_Exercise instructions_. Could you rewrite the lines below as a numbered list, skipping any blank lines and leaving the pictures out?

┌─ Exercise material

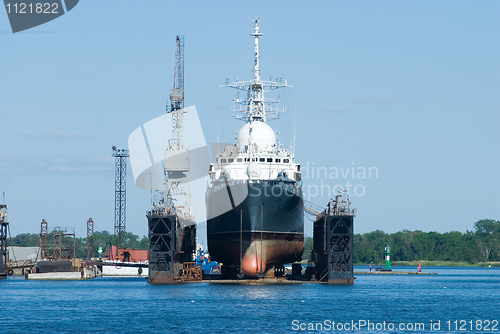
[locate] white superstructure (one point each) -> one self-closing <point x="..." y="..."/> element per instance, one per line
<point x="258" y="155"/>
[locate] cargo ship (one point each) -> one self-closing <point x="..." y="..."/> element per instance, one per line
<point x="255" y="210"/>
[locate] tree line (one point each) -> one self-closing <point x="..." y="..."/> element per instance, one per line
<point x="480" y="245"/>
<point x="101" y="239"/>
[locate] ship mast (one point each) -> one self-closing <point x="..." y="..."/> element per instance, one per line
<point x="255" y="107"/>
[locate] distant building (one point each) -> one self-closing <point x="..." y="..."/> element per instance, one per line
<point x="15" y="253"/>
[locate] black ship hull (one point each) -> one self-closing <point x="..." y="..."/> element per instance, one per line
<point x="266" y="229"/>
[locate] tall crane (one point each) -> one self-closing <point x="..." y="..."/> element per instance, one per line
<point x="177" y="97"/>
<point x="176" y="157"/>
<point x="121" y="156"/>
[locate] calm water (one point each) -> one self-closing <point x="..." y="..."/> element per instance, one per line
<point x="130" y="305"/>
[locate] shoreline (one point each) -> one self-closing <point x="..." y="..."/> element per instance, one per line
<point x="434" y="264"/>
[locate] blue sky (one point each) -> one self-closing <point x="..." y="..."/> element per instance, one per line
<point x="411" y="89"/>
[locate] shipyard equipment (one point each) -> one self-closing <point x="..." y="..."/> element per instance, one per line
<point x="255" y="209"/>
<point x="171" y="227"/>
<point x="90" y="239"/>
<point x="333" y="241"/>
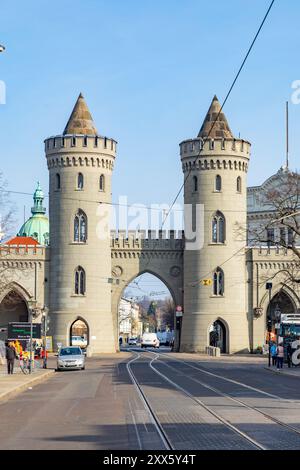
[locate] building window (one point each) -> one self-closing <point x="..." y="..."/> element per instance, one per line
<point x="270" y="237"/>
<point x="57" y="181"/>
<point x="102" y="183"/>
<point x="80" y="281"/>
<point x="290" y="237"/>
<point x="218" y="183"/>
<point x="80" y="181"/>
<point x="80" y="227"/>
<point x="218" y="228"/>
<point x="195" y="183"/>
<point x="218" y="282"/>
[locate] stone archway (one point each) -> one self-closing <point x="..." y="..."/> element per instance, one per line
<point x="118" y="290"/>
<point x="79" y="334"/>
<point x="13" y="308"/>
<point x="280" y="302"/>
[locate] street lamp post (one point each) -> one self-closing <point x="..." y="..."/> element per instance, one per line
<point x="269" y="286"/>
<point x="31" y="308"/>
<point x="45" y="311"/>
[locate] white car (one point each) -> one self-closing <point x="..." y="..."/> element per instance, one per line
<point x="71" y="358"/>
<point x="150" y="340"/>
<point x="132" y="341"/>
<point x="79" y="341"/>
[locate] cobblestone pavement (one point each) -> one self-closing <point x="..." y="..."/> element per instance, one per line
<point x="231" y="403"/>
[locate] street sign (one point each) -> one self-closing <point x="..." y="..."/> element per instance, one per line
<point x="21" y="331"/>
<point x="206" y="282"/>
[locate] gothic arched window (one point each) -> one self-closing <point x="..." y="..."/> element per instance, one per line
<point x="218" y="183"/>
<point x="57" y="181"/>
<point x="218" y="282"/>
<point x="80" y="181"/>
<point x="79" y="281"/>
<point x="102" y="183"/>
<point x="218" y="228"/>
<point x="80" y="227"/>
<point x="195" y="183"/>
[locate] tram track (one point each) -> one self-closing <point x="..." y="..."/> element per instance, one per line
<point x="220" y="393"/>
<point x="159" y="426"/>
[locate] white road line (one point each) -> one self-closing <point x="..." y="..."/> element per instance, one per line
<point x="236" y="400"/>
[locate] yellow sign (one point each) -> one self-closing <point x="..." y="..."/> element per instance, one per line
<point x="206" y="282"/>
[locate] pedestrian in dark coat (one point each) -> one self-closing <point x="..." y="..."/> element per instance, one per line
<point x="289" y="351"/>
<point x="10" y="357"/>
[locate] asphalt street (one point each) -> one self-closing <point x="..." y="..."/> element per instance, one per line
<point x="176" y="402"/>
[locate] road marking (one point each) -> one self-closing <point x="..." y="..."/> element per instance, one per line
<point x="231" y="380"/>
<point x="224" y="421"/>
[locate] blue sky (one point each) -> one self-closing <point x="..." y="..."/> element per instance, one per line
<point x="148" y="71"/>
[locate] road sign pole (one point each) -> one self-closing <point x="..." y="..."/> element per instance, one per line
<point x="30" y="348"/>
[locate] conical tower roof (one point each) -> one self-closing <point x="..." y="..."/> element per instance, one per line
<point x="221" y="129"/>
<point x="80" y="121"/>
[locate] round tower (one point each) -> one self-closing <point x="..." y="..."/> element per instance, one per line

└─

_Result_.
1. [locate] white superstructure (one point each) -> one self-closing <point x="..." y="..."/> element per instance, one per line
2. <point x="258" y="155"/>
3. [locate] cargo ship (one point each) -> one self-closing <point x="..." y="..."/> element per instance, one per line
4. <point x="255" y="210"/>
5. [locate] tree line (one point each) -> one self-closing <point x="..." y="..."/> element per instance, one per line
6. <point x="480" y="245"/>
7. <point x="101" y="239"/>
8. [locate] ship mast (one point each) -> one self-closing <point x="..." y="..."/> element per instance, one per line
9. <point x="255" y="107"/>
10. [locate] distant building (one point each) -> one self-closing <point x="..." y="..."/> element per instance, one per line
11. <point x="15" y="253"/>
12. [locate] black ship hull (one point each) -> one self-closing <point x="..." y="..."/> element per instance, one per line
13. <point x="266" y="229"/>
14. [locate] tall crane (one point each) -> one self-closing <point x="..." y="..."/> element per instance, one per line
15. <point x="177" y="97"/>
16. <point x="176" y="157"/>
17. <point x="121" y="156"/>
18. [locate] calm water (one point each) -> one self-closing <point x="..." y="..."/> element per instance, one per line
19. <point x="130" y="305"/>
20. [locate] shoreline (one point each) -> one self-closing <point x="..." y="..."/> element per instance, one per line
21. <point x="434" y="264"/>
22. [locate] blue sky (one point each) -> one self-closing <point x="..." y="..."/> element per instance, one per line
23. <point x="411" y="89"/>
24. [locate] shipyard equipment (one point each) -> one self-closing <point x="..." y="..."/> element per instance, one per line
25. <point x="255" y="209"/>
26. <point x="171" y="227"/>
27. <point x="90" y="239"/>
28. <point x="333" y="241"/>
29. [locate] building window (one point each) -> one self-closing <point x="..." y="..."/> element per instance, one per line
30. <point x="270" y="237"/>
31. <point x="57" y="181"/>
32. <point x="102" y="183"/>
33. <point x="80" y="281"/>
34. <point x="290" y="237"/>
35. <point x="218" y="183"/>
36. <point x="80" y="181"/>
37. <point x="80" y="227"/>
38. <point x="218" y="228"/>
39. <point x="195" y="183"/>
40. <point x="218" y="282"/>
41. [locate] stone archway (one point each) -> one self-closing <point x="..." y="..."/> element per instance, one per line
42. <point x="118" y="290"/>
43. <point x="79" y="334"/>
44. <point x="13" y="308"/>
45. <point x="280" y="302"/>
46. [locate] street lamp post (one point each) -> one self-closing <point x="..." y="..."/> element per instance, one per line
47. <point x="269" y="286"/>
48. <point x="31" y="308"/>
49. <point x="45" y="311"/>
50. [locate] white car (one point each) -> one self-closing <point x="..." y="..."/> element per instance, one per line
51. <point x="71" y="358"/>
52. <point x="150" y="340"/>
53. <point x="132" y="341"/>
54. <point x="79" y="341"/>
55. [locate] cobblestone pavement (one point each) -> one self-closing <point x="..." y="..."/> element per instance, one per line
56. <point x="231" y="403"/>
57. [locate] street sign (one point each) -> one self-closing <point x="..." y="..."/> element per instance, one per line
58. <point x="21" y="331"/>
59. <point x="206" y="282"/>
60. [locate] gothic arched window (one point each) -> one self-closing <point x="..." y="..."/> element per instance, one per line
61. <point x="218" y="183"/>
62. <point x="57" y="181"/>
63. <point x="218" y="282"/>
64. <point x="80" y="181"/>
65. <point x="79" y="281"/>
66. <point x="102" y="183"/>
67. <point x="218" y="228"/>
68. <point x="80" y="227"/>
69. <point x="195" y="183"/>
70. [locate] tram track (one point each) -> one self-closing <point x="..." y="..."/> element per instance, one per line
71. <point x="220" y="393"/>
72. <point x="159" y="426"/>
73. [locate] white road line (one point each) -> one self-closing <point x="..." y="..."/> element per instance, one per line
74. <point x="236" y="400"/>
75. [locate] yellow sign (one point each) -> one self-closing <point x="..." y="..."/> element per instance, one per line
76. <point x="206" y="282"/>
77. [locate] pedestrian in dark coat (one point each) -> one self-closing <point x="..." y="..."/> element per instance, one per line
78. <point x="289" y="351"/>
79. <point x="10" y="357"/>
80. [locate] asphalt street (one point each) -> one self-closing <point x="..." y="..."/> element per instance, one per line
81. <point x="176" y="402"/>
82. [locate] road marking (one point each) -> one self-closing <point x="..." y="..."/> element per instance, one per line
83. <point x="231" y="380"/>
84. <point x="224" y="421"/>
85. [locate] blue sky (one point each) -> one self-closing <point x="..." y="..."/> element per instance, one per line
86. <point x="148" y="71"/>
87. [locate] road sign pole (one point each) -> one self-closing <point x="..." y="..."/> element per instance, one per line
88. <point x="30" y="348"/>
89. [locate] conical tower roof (one point each) -> one self-closing <point x="..." y="..."/> element per instance, one per line
90. <point x="221" y="129"/>
91. <point x="80" y="121"/>
92. [locate] round tower (one point each) -> one self-closing <point x="..." y="..."/> element per instance, one per line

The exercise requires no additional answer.